Format the data below as a Markdown table with the columns Row and Line, numbering each line and skipping any blank lines.

◆ ◆ ◆ ◆ ◆ ◆ ◆

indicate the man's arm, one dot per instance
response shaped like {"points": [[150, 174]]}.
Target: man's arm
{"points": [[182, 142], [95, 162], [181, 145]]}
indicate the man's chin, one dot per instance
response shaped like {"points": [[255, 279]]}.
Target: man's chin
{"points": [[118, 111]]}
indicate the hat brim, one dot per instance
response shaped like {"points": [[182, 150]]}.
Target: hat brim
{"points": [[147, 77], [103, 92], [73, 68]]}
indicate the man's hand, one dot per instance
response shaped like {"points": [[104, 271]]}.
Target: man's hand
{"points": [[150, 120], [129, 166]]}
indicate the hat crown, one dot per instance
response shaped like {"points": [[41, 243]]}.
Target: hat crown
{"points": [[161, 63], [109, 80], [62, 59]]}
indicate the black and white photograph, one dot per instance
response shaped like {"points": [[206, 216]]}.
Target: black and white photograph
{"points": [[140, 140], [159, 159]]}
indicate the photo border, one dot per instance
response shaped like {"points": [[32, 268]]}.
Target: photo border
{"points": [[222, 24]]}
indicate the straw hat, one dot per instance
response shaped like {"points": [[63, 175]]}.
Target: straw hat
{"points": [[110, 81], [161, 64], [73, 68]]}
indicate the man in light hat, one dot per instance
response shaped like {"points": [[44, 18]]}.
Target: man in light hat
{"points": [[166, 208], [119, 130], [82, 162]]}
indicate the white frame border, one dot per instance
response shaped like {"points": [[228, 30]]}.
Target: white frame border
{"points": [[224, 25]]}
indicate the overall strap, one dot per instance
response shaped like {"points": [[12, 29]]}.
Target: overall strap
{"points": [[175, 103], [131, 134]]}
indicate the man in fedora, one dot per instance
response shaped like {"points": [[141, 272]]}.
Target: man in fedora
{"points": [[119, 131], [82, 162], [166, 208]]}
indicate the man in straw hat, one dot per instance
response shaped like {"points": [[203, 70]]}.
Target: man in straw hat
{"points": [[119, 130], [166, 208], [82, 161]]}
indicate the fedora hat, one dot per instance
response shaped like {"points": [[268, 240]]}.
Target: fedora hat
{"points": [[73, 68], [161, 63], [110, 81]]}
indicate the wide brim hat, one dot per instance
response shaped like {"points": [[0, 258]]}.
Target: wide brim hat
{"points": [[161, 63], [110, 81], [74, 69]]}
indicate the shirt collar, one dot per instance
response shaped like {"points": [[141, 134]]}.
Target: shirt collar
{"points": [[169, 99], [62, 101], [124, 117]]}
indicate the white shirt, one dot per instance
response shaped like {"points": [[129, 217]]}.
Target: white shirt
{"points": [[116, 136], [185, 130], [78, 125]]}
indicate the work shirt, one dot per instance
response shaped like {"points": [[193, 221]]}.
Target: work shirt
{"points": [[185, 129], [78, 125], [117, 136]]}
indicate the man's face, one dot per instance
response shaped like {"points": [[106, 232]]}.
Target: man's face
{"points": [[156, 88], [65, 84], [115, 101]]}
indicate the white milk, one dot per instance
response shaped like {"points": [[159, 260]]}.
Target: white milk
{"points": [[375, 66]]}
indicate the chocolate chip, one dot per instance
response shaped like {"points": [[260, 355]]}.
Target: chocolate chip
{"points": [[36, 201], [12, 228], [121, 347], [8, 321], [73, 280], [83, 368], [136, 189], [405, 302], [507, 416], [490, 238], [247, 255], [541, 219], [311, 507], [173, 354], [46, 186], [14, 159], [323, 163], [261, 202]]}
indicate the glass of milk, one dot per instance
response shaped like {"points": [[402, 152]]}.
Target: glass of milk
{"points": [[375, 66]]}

◆ ◆ ◆ ◆ ◆ ◆ ◆

### Right answer:
| Row | Line |
|---|---|
| 1 | indicate the man's arm, one dot per instance |
| 2 | response shaped like {"points": [[150, 174]]}. |
| 3 | Target: man's arm |
| 4 | {"points": [[182, 142], [95, 162], [181, 145]]} |
| 5 | indicate the man's chin, one dot per instance |
| 6 | response shaped like {"points": [[255, 279]]}. |
| 7 | Target: man's chin |
| 8 | {"points": [[118, 111]]} |
| 9 | indicate the hat brim, one dot per instance |
| 10 | response shaped like {"points": [[182, 150]]}. |
| 11 | Target: hat brim |
| 12 | {"points": [[147, 77], [103, 92], [73, 68]]} |
| 13 | indicate the man's hand, one dot per instance |
| 14 | response shaped like {"points": [[104, 271]]}. |
| 15 | Target: man's hand |
| 16 | {"points": [[150, 120], [129, 166]]} |
| 17 | indicate the hat crown, one dot per instance |
| 18 | response shaped like {"points": [[41, 243]]}. |
| 19 | Target: hat crown |
| 20 | {"points": [[161, 63], [109, 80], [62, 59]]} |
| 21 | indicate the black and white photograph, one dot per instance |
| 22 | response shaped like {"points": [[206, 216]]}. |
| 23 | Target: black and white photograph |
| 24 | {"points": [[140, 140], [159, 159]]} |
| 25 | indicate the photo border, one dot per instance |
| 26 | response shaped like {"points": [[32, 268]]}. |
| 27 | Target: photo border |
| 28 | {"points": [[222, 24]]} |
| 29 | indicate the straw hat, one dot per instance |
| 30 | response shaped like {"points": [[63, 175]]}. |
| 31 | Target: straw hat |
| 32 | {"points": [[110, 81], [161, 64], [73, 68]]} |
| 33 | indicate the man in light hat, one dot per instance |
| 34 | response shaped like {"points": [[44, 18]]}. |
| 35 | Target: man in light hat |
| 36 | {"points": [[166, 208], [119, 130], [82, 162]]} |
| 37 | indicate the white frame border, one dot per instance |
| 38 | response shaped like {"points": [[228, 30]]}. |
| 39 | Target: white frame border |
| 40 | {"points": [[224, 25]]} |
| 41 | indicate the overall strap, one dot per instance |
| 42 | response shaped like {"points": [[12, 29]]}. |
| 43 | Target: overall strap |
| 44 | {"points": [[175, 103], [131, 134]]} |
| 45 | indicate the man in fedora, one dot per instance |
| 46 | response shaped like {"points": [[141, 272]]}. |
| 47 | Target: man in fedora |
| 48 | {"points": [[119, 131], [82, 162], [166, 208]]} |
| 49 | indicate the man in straw hat, one dot per instance |
| 50 | response shaped like {"points": [[203, 70]]}. |
| 51 | Target: man in straw hat |
| 52 | {"points": [[119, 130], [166, 208], [82, 161]]} |
| 53 | indicate the fedora hat, one dot per instance |
| 54 | response shaped like {"points": [[268, 240]]}. |
| 55 | Target: fedora hat |
| 56 | {"points": [[73, 68], [161, 63], [110, 81]]} |
| 57 | indicate the wide brim hat, one dot per instance |
| 58 | response shaped like {"points": [[0, 258]]}. |
| 59 | Target: wide brim hat |
| 60 | {"points": [[161, 63], [110, 81], [74, 69]]} |
| 61 | indicate the shirt collar, one dot per instance |
| 62 | response shaped like {"points": [[141, 134]]}. |
| 63 | Target: shirt collar |
| 64 | {"points": [[169, 99], [62, 101], [124, 117]]} |
| 65 | indicate the white shirt, one dot per instance |
| 66 | response shaped like {"points": [[129, 217]]}. |
| 67 | Target: white shirt |
| 68 | {"points": [[116, 136], [185, 130], [78, 125]]} |
| 69 | indicate the work shirt, one dot per instance |
| 70 | response shaped like {"points": [[193, 221]]}. |
| 71 | Target: work shirt |
| 72 | {"points": [[185, 129], [78, 125], [117, 136]]} |
| 73 | indicate the man's face, one dot per instance |
| 74 | response shaped like {"points": [[106, 232]]}. |
| 75 | Target: man's face |
| 76 | {"points": [[156, 88], [65, 84], [115, 101]]} |
| 77 | indicate the white milk, one dot per instance |
| 78 | response shaped like {"points": [[159, 260]]}. |
| 79 | Target: white milk |
| 80 | {"points": [[375, 66]]} |
| 81 | indicate the chocolate chip, one dot per instance |
| 82 | response shaped like {"points": [[260, 355]]}. |
| 83 | Target: chocolate chip |
| 84 | {"points": [[36, 201], [12, 228], [121, 347], [8, 321], [73, 280], [83, 368], [136, 189], [405, 302], [507, 416], [490, 238], [247, 255], [541, 219], [311, 507], [173, 354], [46, 186], [14, 159], [323, 163], [261, 202]]} |
| 85 | indicate the glass of milk, one dot per instance |
| 86 | response shaped like {"points": [[402, 152]]}. |
| 87 | Target: glass of milk |
| 88 | {"points": [[375, 66]]} |